▸ OBJECTIFS
• a. Mettez à jour l'interview de The Chap sur tout le passage allant de « Donc c'était une » jusqu'à « mais pourquoi ? », en y remplaçant « doués » par « talentueux ».
• b. Poursuivez l'interview de The Chap à partir de l'endroit où elle s'arrête.

▸ TEXTE FOURNI
The Chap en croisière au Bassin à Flots
Johannes von Weizsäcker, Panos Ghikas, Keith Duncan
Si plus de personnes venaient voir The Chap en live, le groupe ferait un carton. Leurs concerts sont des moments à part où vous allez danser, rire des chorégraphies des garçons ou de leurs commentaires archi-ironiques, et vous dire que wow, putain, c'est tellement n'importe quoi comme son que c'est génial. La scène est le meilleur moyen d'appréhender la joyeuse bande, plus que leurs albums pas toujours accessibles à tout le monde. En attendant leur heure de gloire, ils accumulent les kilomètres sur les routes pour jouer devant des audiences trop petites pour leur talent, et ils répondent aussi à TEA.
INTERVIEW THE CHAP
TEA : Vous avez sorti un nouvel album cette année, We Are Nobody. Il sonne plus calme, moins fou que ceux d'avant, presque triste, qu'est ce qui s'est passé ?
Johannes (chant, guitare) : Tu sais, on a juste grandi, et c'est très triste. Non en fait on a fait quatre albums qui sont assez... bizarres ou au moins pour beaucoup de gens ça sonne bizarre, et même pour nous. Et on a voulu essayer quelque chose de nouveau. Nous nous sommes donnés des consignes : nous ne pouvons pas être ironiques, nous ne pouvons pas avoir d'arrangements chelous, des sons un peu fous, et ça doit ressembler de très près à de la pop. Nous voulions savoir si A, nous pouvions faire ça, et B, et si nous pouvions le faire, comment ça sonnerait, si The Chap fait un album sérieux.
Panos (basse) : Et puis j'enseigne à l'université, je suis prof de composition, et je leur donne des partitions de musique, et je leur fait des remarques, et ils doivent prendre en compte mes remarques. Et donc là, The Chap c'était les élèves, et le professeur c'était le public et l'industrie de la musique. On fait de plus en plus de compromis.
Donc c'était une sorte d'exercice ?
Keith (batterie) : Oui, mais je pense que tous nos albums étaient des exercices. Mais dans l'opposé.
Johannes : L’exercice des précédents albums c'était de faire quelque chose de complètement fucked up. Et je pense que nous étions assez doués pour ça. (rires) L'idée de départ de The Chap, c'était de faire quelque chose de très très mal. Et là pour le nouvel album on a essayé de faire l'opposé, en se disant qu'il y aurait peut être une chance pour que ça devienne encore plus mal.
Panos : Je pense que cet album aussi est mal, mais moins.
Panos : Je pense que cet album aussi est mal, mais moins.
Vous vous êtes autoproclammés "The most interesting failure in pop history", j'adore cette idée, mais pourquoi ?
Johannes : Parce que nous sommes A, vraiment intéressants, et B, nous avons échoué.
Keith : Nous sommes commercialement totalement ignorés.
Panos : Les gens font de la pop music pour réussir et avoir un public de plus en plus grand. Les gens font de leur mieux parce qu'ils veulent être populaires mais nous n'y arrivons pas, parce que les gens trouvent que notre musique euh... ce n'est pas pour eux.

▸ DONNÉES EXTRAITES
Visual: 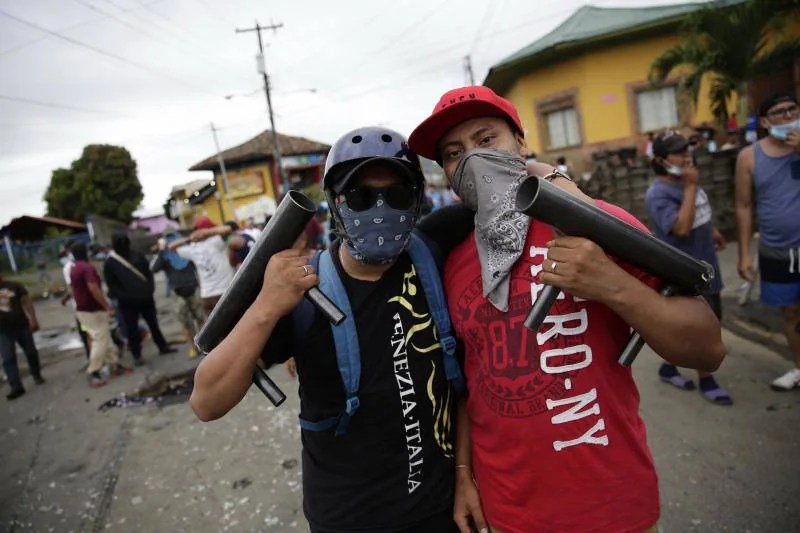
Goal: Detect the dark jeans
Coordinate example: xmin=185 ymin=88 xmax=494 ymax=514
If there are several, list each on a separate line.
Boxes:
xmin=0 ymin=327 xmax=41 ymax=389
xmin=119 ymin=299 xmax=169 ymax=359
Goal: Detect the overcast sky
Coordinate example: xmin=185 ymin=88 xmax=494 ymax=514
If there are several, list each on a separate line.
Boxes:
xmin=0 ymin=0 xmax=700 ymax=225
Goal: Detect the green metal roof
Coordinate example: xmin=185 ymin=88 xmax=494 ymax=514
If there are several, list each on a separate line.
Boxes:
xmin=483 ymin=0 xmax=745 ymax=93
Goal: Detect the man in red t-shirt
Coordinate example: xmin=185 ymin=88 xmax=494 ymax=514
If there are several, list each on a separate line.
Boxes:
xmin=409 ymin=87 xmax=725 ymax=533
xmin=69 ymin=242 xmax=132 ymax=388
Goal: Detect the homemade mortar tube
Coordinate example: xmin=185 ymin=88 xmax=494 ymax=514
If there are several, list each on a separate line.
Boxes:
xmin=194 ymin=191 xmax=344 ymax=406
xmin=516 ymin=176 xmax=714 ymax=364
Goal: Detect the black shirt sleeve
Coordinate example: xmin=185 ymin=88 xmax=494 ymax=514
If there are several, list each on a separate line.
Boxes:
xmin=261 ymin=314 xmax=294 ymax=367
xmin=417 ymin=204 xmax=475 ymax=259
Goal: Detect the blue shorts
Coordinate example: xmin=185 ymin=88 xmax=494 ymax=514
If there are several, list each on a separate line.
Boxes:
xmin=761 ymin=279 xmax=800 ymax=307
xmin=758 ymin=254 xmax=800 ymax=307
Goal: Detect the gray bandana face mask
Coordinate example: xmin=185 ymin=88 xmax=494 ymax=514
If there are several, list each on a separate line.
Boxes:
xmin=451 ymin=149 xmax=531 ymax=312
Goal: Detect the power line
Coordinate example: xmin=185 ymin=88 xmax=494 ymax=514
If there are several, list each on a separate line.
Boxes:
xmin=74 ymin=0 xmax=250 ymax=81
xmin=0 ymin=94 xmax=130 ymax=118
xmin=123 ymin=0 xmax=250 ymax=76
xmin=0 ymin=0 xmax=164 ymax=56
xmin=0 ymin=8 xmax=206 ymax=92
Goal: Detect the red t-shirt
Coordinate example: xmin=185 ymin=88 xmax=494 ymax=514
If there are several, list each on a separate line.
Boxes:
xmin=445 ymin=202 xmax=660 ymax=533
xmin=69 ymin=261 xmax=103 ymax=313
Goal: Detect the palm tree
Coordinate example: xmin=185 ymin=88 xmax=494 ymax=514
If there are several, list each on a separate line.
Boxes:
xmin=649 ymin=0 xmax=800 ymax=124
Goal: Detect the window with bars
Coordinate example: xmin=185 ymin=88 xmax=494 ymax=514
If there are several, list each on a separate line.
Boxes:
xmin=545 ymin=107 xmax=581 ymax=149
xmin=636 ymin=87 xmax=679 ymax=132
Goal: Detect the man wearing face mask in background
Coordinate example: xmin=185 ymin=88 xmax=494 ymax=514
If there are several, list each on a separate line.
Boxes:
xmin=103 ymin=232 xmax=178 ymax=366
xmin=190 ymin=127 xmax=468 ymax=533
xmin=409 ymin=87 xmax=725 ymax=533
xmin=645 ymin=130 xmax=733 ymax=405
xmin=736 ymin=93 xmax=800 ymax=391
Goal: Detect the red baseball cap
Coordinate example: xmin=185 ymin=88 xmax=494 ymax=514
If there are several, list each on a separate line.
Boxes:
xmin=408 ymin=85 xmax=523 ymax=161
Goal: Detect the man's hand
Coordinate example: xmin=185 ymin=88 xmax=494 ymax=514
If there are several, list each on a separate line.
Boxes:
xmin=739 ymin=256 xmax=755 ymax=283
xmin=683 ymin=158 xmax=700 ymax=187
xmin=453 ymin=468 xmax=489 ymax=533
xmin=713 ymin=224 xmax=728 ymax=251
xmin=785 ymin=128 xmax=800 ymax=152
xmin=253 ymin=250 xmax=319 ymax=318
xmin=539 ymin=237 xmax=631 ymax=303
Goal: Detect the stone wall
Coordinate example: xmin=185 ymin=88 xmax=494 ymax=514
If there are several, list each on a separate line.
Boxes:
xmin=581 ymin=148 xmax=738 ymax=239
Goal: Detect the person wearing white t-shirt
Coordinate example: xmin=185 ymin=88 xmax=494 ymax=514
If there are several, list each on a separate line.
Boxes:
xmin=58 ymin=244 xmax=89 ymax=359
xmin=169 ymin=217 xmax=234 ymax=313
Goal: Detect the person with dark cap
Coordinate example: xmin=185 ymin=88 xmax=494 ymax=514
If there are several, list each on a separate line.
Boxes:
xmin=168 ymin=216 xmax=235 ymax=314
xmin=406 ymin=86 xmax=725 ymax=533
xmin=69 ymin=242 xmax=132 ymax=388
xmin=190 ymin=127 xmax=472 ymax=533
xmin=150 ymin=233 xmax=207 ymax=358
xmin=736 ymin=93 xmax=800 ymax=391
xmin=645 ymin=130 xmax=733 ymax=405
xmin=0 ymin=273 xmax=44 ymax=400
xmin=103 ymin=232 xmax=178 ymax=366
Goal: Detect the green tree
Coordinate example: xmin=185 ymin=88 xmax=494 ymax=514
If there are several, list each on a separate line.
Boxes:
xmin=44 ymin=168 xmax=86 ymax=220
xmin=650 ymin=0 xmax=800 ymax=124
xmin=44 ymin=144 xmax=143 ymax=223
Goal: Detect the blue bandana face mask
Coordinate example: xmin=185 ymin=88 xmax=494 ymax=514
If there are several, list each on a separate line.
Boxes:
xmin=338 ymin=193 xmax=417 ymax=265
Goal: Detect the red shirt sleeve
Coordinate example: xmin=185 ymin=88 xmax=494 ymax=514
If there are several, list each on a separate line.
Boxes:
xmin=595 ymin=200 xmax=664 ymax=291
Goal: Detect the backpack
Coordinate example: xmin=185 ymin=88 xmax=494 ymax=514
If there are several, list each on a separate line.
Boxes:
xmin=292 ymin=233 xmax=464 ymax=437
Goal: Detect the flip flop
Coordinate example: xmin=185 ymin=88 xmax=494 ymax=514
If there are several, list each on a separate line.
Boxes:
xmin=700 ymin=387 xmax=733 ymax=405
xmin=658 ymin=374 xmax=694 ymax=390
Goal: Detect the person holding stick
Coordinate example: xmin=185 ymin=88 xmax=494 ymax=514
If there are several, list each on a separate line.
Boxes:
xmin=409 ymin=87 xmax=725 ymax=533
xmin=190 ymin=127 xmax=468 ymax=533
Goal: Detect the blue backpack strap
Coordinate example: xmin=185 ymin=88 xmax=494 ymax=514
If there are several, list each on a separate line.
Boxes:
xmin=295 ymin=250 xmax=361 ymax=437
xmin=408 ymin=233 xmax=464 ymax=393
xmin=292 ymin=250 xmax=322 ymax=351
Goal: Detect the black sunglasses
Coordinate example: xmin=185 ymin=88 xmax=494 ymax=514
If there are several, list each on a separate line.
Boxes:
xmin=344 ymin=184 xmax=415 ymax=211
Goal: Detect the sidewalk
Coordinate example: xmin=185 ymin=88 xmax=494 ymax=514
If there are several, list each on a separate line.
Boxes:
xmin=719 ymin=241 xmax=792 ymax=361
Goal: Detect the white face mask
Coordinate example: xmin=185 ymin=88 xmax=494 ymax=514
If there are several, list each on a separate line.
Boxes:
xmin=769 ymin=118 xmax=800 ymax=141
xmin=661 ymin=159 xmax=683 ymax=178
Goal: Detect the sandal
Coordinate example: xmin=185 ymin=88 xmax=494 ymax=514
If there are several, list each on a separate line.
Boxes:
xmin=700 ymin=387 xmax=733 ymax=405
xmin=658 ymin=374 xmax=694 ymax=390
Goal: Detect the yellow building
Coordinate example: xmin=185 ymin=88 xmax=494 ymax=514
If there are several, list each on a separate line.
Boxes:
xmin=167 ymin=131 xmax=330 ymax=227
xmin=484 ymin=0 xmax=796 ymax=172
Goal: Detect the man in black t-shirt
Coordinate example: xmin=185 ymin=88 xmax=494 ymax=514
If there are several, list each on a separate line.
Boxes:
xmin=190 ymin=128 xmax=463 ymax=533
xmin=0 ymin=274 xmax=44 ymax=400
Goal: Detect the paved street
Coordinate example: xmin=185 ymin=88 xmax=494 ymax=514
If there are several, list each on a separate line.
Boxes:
xmin=0 ymin=260 xmax=800 ymax=533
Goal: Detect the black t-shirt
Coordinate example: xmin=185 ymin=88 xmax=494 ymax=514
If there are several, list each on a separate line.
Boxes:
xmin=264 ymin=238 xmax=456 ymax=533
xmin=0 ymin=281 xmax=28 ymax=332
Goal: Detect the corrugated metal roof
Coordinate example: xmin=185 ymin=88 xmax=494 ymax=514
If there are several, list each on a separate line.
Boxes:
xmin=484 ymin=0 xmax=745 ymax=92
xmin=189 ymin=130 xmax=331 ymax=170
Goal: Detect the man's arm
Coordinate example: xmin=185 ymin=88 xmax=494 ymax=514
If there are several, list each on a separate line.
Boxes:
xmin=22 ymin=293 xmax=39 ymax=331
xmin=539 ymin=237 xmax=725 ymax=372
xmin=736 ymin=146 xmax=755 ymax=281
xmin=672 ymin=166 xmax=697 ymax=237
xmin=189 ymin=250 xmax=319 ymax=422
xmin=86 ymin=281 xmax=114 ymax=316
xmin=453 ymin=398 xmax=488 ymax=533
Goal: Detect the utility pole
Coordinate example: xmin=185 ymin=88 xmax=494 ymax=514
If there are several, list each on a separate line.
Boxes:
xmin=211 ymin=122 xmax=236 ymax=222
xmin=464 ymin=55 xmax=475 ymax=85
xmin=236 ymin=21 xmax=289 ymax=200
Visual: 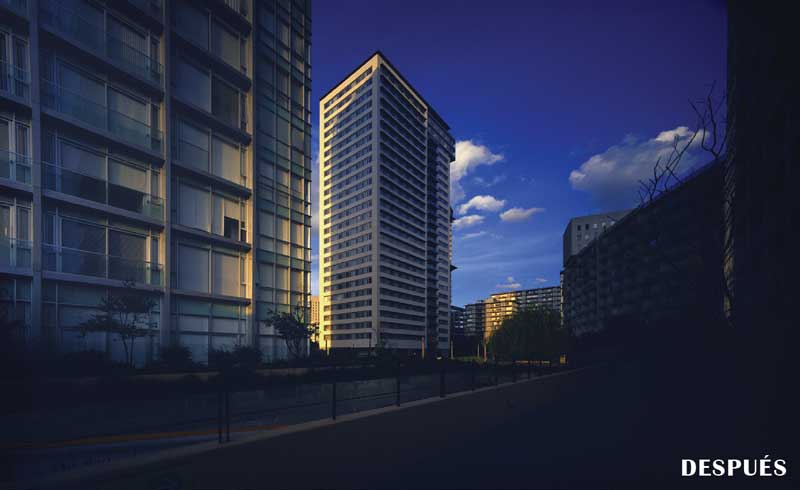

▸ RÉPONSES
• a.
Donc c'était une sorte d'exercice ?
Keith (batterie) : Oui, mais je pense que tous nos albums étaient des exercices. Mais dans l'opposé.
Johannes : L’exercice des précédents albums c'était de faire quelque chose de complètement fucked up. Et je pense que nous étions assez talentueux pour ça. (rires) L'idée de départ de The Chap, c'était de faire quelque chose de très très mal. Et là pour le nouvel album on a essayé de faire l'opposé, en se disant qu'il y aurait peut être une chance pour que ça devienne encore plus mal.
Panos : Je pense que cet album aussi est mal, mais moins.
Panos : Je pense que cet album aussi est mal, mais moins.
Vous vous êtes autoproclammés "The most interesting failure in pop history", j'adore cette idée, mais pourquoi ?

• b.
Keith : Je pense que l'industrie est complètement fermée à quoi que ce soit d'intéressant. Donc à partir du moment où tu as un truc vraiment vraiment intéressant, tu es totalement bloqué commercialement. Personne ne va te passer sur Radio 1. Donc nous essayons de faire quelque chose de complètement original, et je pense que généralement, les personnes qui écoutent ça peuvent ne pas aimer, mais je pense que les gens qui viennent à nos concerts aiment vraiment ce que l'on fait, et ça veut dire qu'on pourrait avoir un succès commercial si l'industrie cherchait ce genre de choses, mais ils cherchent l'inverse.
Le succès commercial est SI important pour vous ?
Keith : Ce serait vraiment sympa de se faire de l'argent. (rires) Et ce serait vraiment sympa d'atteindre un public.
Panos : Je pense aussi que c'est parce qu'à côté de ça, on a d'autres boulots pour pouvoir se permettre de faire The Chap, et ce serait juste cool que ce qu'on fait pour The Chap nous rapporte cet argent, qu'il nous rembourse en quelque sorte.
Johannes : Et ce serait mieux que dans certaines villes, il n'y ait pas 50 mais 200 personnes qui viennent nous voir. Bon, ce n'est pas parce que ça ne va jamais arriver que l'on va arrêter The Chap, ce n'est pas un critère crucial, mais bon...
Les paroles de "Woop Woop", c'est ce qui vous attend si vous accédez à un succès commercial ?
Johannes : Pas vraiment. C'est juste un truc de pop archi classique.
Keith : Ça résume les clichés qu'on peut avoir.
Johannes : C'est un peu la figure ultime du Kurt Cobain et de pas mal d'autres mecs dans l'industrie musicale. La rock star est une figure tellement dramatique dans un sens, même si elle est fausse. Et j'aimais l'idée d'une chanson qui avait ce mythe très dramatique de la rock star qui descend et se tue à la fin avec ces paroles très précises, minimales, et ce ton neutre dans les voix.
Vous avez sorti l'année dernière un best of alors que vous aviez seulement quatre albums à votre actif, c'était une blague aussi ?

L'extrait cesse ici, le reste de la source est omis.